■ **Records supplied**

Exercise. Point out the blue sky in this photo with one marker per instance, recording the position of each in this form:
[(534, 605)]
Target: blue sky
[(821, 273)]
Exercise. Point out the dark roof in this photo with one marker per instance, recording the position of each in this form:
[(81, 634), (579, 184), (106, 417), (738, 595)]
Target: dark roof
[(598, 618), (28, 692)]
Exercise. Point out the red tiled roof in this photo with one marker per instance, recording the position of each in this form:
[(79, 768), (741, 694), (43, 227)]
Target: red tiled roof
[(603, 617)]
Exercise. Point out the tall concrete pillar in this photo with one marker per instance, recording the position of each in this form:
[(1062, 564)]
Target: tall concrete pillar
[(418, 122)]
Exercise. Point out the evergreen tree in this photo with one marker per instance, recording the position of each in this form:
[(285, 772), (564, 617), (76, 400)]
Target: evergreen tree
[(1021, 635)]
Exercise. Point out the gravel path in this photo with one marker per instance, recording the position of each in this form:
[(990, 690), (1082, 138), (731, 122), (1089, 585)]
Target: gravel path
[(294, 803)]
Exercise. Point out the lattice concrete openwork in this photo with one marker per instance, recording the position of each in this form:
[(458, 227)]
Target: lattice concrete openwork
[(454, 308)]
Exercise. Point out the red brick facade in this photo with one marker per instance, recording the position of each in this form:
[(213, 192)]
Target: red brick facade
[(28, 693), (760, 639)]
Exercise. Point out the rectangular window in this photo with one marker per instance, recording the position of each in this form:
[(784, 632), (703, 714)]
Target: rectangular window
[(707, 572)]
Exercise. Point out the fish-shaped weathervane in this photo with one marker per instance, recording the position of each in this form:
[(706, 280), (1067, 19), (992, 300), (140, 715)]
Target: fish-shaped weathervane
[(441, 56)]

■ **Prompt**
Set down exactly the lines that begin with the one containing "[(784, 632), (703, 714)]" and end with the last line above, and no others.

■ **Written solution**
[(784, 632), (703, 714)]
Target: rectangular window
[(707, 572)]
Exercise. Point out the fish-shaped weathervane in this photo with one marker per instance, recording the position of each in this form:
[(706, 280), (1067, 19), (992, 300), (140, 715)]
Target: fish-shaped weathervane
[(441, 56)]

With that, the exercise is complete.